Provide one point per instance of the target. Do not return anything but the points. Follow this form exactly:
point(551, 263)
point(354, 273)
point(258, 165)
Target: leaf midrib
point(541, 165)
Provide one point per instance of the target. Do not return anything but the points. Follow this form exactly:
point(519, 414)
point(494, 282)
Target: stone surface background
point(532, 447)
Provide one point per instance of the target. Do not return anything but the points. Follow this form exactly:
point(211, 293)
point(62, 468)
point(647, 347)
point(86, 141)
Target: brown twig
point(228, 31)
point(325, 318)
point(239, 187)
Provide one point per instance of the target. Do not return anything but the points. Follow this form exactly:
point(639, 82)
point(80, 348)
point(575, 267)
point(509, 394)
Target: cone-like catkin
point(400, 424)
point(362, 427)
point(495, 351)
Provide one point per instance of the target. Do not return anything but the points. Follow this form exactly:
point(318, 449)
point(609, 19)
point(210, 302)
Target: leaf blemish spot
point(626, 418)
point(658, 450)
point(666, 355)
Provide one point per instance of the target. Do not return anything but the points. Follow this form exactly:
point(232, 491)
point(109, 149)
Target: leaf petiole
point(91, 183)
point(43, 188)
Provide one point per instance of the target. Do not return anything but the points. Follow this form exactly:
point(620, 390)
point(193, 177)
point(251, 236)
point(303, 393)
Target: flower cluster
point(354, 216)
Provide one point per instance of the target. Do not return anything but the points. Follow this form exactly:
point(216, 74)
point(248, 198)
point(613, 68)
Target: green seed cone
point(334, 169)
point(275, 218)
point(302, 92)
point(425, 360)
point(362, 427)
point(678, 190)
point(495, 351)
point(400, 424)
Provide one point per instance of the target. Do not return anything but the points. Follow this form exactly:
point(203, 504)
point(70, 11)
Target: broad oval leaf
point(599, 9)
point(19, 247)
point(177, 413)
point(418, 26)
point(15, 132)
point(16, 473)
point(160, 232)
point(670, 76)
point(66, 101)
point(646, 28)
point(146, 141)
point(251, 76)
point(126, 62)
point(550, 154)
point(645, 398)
=====
• EXERCISE OBJECTIVE: Starting at the line above that contains "Target: stone surface background", repeat each line exactly up to and including the line that contains "point(613, 68)", and stop there.

• TASK RESPONSE:
Target: stone surface background
point(532, 447)
Provide one point per instance of the target. Do not return anything but the points. Follow this form exactly:
point(211, 293)
point(62, 468)
point(647, 347)
point(86, 141)
Target: brown twig
point(228, 31)
point(325, 318)
point(239, 187)
Provide one point per instance of the target. Do not return anything but the points. Follow this form exactly:
point(639, 82)
point(80, 348)
point(575, 267)
point(509, 394)
Target: cone-like catkin
point(400, 424)
point(362, 427)
point(495, 351)
Provide one point per instance of the target. Do not return anything but the points. Follow this form exactly:
point(318, 449)
point(609, 19)
point(210, 302)
Target: leaf blemish spot
point(626, 418)
point(658, 450)
point(666, 355)
Provide one point per instance of the target. Do not return anything but the points. Follow this form exactly:
point(232, 491)
point(109, 149)
Target: leaf petiole
point(91, 183)
point(43, 188)
Provide one point per instance of the target. Do not return anything but the points. Follow this form exactly:
point(620, 390)
point(193, 177)
point(251, 236)
point(303, 393)
Target: flower cluster
point(354, 216)
Provide one point per instance of the target. Do not return anything but the points. Follow this form exactly:
point(216, 74)
point(248, 198)
point(613, 68)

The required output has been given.